*** Provided data ***

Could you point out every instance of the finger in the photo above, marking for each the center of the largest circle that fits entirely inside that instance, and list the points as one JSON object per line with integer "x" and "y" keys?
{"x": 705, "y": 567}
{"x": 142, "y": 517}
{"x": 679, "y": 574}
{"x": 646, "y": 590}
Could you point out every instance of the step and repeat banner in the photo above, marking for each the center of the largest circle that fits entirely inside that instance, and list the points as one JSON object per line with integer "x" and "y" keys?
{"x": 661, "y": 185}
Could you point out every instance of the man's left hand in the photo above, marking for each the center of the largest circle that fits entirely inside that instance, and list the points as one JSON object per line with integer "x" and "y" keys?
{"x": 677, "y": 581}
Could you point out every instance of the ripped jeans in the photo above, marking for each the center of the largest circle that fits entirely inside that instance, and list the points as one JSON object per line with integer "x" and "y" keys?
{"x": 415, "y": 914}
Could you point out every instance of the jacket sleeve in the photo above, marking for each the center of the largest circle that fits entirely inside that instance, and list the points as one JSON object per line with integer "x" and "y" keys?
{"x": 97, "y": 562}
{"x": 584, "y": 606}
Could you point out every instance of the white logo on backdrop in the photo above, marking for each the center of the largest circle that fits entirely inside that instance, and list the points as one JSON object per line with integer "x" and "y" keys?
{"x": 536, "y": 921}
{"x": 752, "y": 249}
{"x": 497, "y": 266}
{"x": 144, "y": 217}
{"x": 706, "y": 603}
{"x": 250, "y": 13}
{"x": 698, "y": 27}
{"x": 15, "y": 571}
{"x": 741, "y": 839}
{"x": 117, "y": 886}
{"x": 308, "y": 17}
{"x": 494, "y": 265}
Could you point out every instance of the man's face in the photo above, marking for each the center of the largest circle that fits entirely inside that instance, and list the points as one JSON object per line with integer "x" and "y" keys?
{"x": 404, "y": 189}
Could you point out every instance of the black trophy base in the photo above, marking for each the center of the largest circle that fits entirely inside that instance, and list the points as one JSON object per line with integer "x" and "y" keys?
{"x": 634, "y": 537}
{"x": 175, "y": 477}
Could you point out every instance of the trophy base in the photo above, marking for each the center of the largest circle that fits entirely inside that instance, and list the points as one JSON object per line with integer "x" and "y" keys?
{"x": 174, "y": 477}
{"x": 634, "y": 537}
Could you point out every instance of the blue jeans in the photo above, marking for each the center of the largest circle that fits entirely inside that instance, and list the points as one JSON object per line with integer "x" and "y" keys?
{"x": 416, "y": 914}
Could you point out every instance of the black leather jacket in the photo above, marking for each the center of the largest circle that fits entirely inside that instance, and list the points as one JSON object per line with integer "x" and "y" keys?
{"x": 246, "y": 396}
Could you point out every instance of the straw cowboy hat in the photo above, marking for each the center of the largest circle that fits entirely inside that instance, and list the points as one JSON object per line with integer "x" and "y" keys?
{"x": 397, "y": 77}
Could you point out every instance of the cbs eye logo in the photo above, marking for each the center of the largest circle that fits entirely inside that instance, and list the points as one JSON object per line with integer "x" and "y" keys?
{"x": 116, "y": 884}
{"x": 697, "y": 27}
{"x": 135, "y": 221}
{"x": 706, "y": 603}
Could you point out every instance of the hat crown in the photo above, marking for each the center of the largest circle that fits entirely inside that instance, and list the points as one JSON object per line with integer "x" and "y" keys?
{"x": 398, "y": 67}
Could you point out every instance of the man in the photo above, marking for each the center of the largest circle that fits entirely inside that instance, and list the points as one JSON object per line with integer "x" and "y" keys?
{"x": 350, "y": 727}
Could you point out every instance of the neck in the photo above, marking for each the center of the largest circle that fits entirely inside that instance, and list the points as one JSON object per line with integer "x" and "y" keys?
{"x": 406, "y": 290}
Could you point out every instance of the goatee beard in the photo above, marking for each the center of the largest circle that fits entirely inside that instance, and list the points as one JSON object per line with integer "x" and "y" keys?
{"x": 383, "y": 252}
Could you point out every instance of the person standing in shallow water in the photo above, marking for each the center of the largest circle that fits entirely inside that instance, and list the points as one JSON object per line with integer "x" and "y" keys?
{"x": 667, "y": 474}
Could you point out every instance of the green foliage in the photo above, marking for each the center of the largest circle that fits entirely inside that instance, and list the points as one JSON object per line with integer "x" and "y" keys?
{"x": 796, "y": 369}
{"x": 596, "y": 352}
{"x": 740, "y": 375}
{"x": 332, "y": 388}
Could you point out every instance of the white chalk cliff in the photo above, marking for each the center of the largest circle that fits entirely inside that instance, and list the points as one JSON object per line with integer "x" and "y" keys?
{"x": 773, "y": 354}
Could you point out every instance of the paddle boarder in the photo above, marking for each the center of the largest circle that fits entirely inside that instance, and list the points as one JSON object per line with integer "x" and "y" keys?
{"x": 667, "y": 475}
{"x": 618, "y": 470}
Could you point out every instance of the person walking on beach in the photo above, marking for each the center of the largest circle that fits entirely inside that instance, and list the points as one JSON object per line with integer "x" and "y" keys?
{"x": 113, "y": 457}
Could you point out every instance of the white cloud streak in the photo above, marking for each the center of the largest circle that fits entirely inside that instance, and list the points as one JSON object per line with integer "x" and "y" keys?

*** End of Provided data ***

*Your objective:* Go through the records and copy each one exactly.

*Result:*
Could you point out every instance of the finger in the photo above, marking for each the center of the largest circle that fits entirely inside that instance, and list the points as one JSON object per line with integer "x" and "y" keys?
{"x": 705, "y": 567}
{"x": 142, "y": 517}
{"x": 679, "y": 574}
{"x": 646, "y": 590}
Could you point out every instance of the step and repeat banner in the photo above, marking for each the center of the largest circle that fits entirely inside that instance, and list the points as one JSON object per line with integer "x" and "y" keys?
{"x": 661, "y": 185}
Could you point out every instance of the man's left hand in the photo above, marking for each the center of the largest circle that fits entirely inside that instance, and list the points as one JSON object per line with integer "x" and "y" keys?
{"x": 677, "y": 581}
Could you point out every instance of the ripped jeans in the photo above, marking for each the center of the largest circle that fits entirely inside that instance, and list the points as one JSON object per line with integer "x" and "y" keys?
{"x": 415, "y": 914}
Could you point out every instance of the jacket sleeve in the photo above, marking for each the center of the largest circle that fits entirely inside that instance, and list the points as one JSON object per line with integer "x" and "y" keys?
{"x": 97, "y": 562}
{"x": 584, "y": 606}
Could you point out every instance of the white logo on backdrop in the photo above, marking for each the center of the largest circle that fits entirely inside that instance, and list the points as one JSON object per line with integer "x" and "y" keys?
{"x": 536, "y": 921}
{"x": 752, "y": 249}
{"x": 497, "y": 266}
{"x": 144, "y": 217}
{"x": 706, "y": 603}
{"x": 250, "y": 13}
{"x": 698, "y": 27}
{"x": 15, "y": 571}
{"x": 741, "y": 839}
{"x": 117, "y": 886}
{"x": 308, "y": 17}
{"x": 494, "y": 265}
Could you point out every instance of the man's face in the photo above, marking for each the center of the largest circle that fits entirely inside that instance, and list the points as one JSON object per line with integer "x" and "y" keys?
{"x": 404, "y": 189}
Could you point out every instance of the black trophy base in the photo above, marking for each the center of the largest circle that fits entirely inside that instance, and list the points as one JSON object per line with integer "x" and "y" keys?
{"x": 634, "y": 537}
{"x": 175, "y": 477}
Could you point out every instance of the trophy base in the photo above, marking for each the center of the largest circle that fits entirely inside that instance, and list the points as one JSON object per line with integer "x" and "y" keys?
{"x": 174, "y": 477}
{"x": 634, "y": 537}
Could you point out every instance of the blue jeans in the photo above, marking for each the center of the largest circle that fits entirely inside that instance, and list the points as one JSON object per line with integer "x" and "y" keys?
{"x": 416, "y": 914}
Could you point out every instance of the black leather jacket in the photo above, marking for each the center of the largest circle that fits entirely inside that instance, and list the points as one JSON object per line with integer "x" and "y" keys?
{"x": 246, "y": 396}
Could you point out every instance of the straw cowboy hat in the photo above, marking for each the center of the largest circle that fits entirely inside that instance, and list the points as one JSON object per line with integer "x" and "y" keys?
{"x": 397, "y": 77}
Could you point out every instance of the cbs eye logo in the photo above, marking for each the center of the largest circle that fits entirely inside that instance, and list the points as one JSON object per line with integer "x" and "y" keys?
{"x": 116, "y": 884}
{"x": 697, "y": 27}
{"x": 135, "y": 221}
{"x": 706, "y": 603}
Could you point out every instance of the hat crown in the photo above, marking for each the center of the largest circle that fits entirely inside that instance, and list the points as one JSON object per line with integer "x" and "y" keys?
{"x": 398, "y": 67}
Could you point out every instance of the man in the photo above, marking for each the center of the largest circle that fits entirely inside that instance, and list the points as one JSON object per line with integer "x" and "y" keys?
{"x": 350, "y": 727}
Could you point out every instance of the neck in the photo above, marking for each the center of the largest circle that fits entirely inside that instance, and list the points as one JSON object per line with integer "x" and "y" keys?
{"x": 406, "y": 290}
Could you point out every instance of the goatee beard in the photo above, marking for each the center of the largest circle that fits entirely inside that instance, and list the points as one JSON object per line with integer "x" and "y" keys?
{"x": 383, "y": 252}
Could you point out every instance of the person standing in shallow water in the photo above, marking for each the center of the largest circle that fits entirely inside that instance, and list the points as one JSON object per line with integer "x" and "y" keys?
{"x": 667, "y": 474}
Could you point out every instance of the green foliage in the photo above, marking for each the center of the largest circle that fits entirely inside that instance, and list the points as one JSON object per line with integer "x" and "y" keys?
{"x": 796, "y": 369}
{"x": 596, "y": 352}
{"x": 740, "y": 375}
{"x": 332, "y": 388}
Could you point out every instance of the white chalk cliff in the photo above, marking for each the center of the largest circle that fits entirely inside that instance, and list the points as one JSON object per line with integer "x" and "y" keys?
{"x": 773, "y": 354}
Could you point out every instance of the paddle boarder in the photo above, marking for each the center of the largest circle that fits entirely inside that instance, and list the points as one JSON object per line with integer "x" and "y" keys?
{"x": 667, "y": 475}
{"x": 618, "y": 470}
Could you point out every instance of the person walking on beach in the photo above, marking for each the center of the largest circle that fits entirely inside that instance, and list the points as one JSON object per line with integer "x" and "y" keys?
{"x": 113, "y": 457}
Could you point out every instance of the white cloud streak in the photo above, marking for each the center of the largest circle that fits entirely inside that instance, and list the points as one JSON object per line with integer "x" and "y" keys?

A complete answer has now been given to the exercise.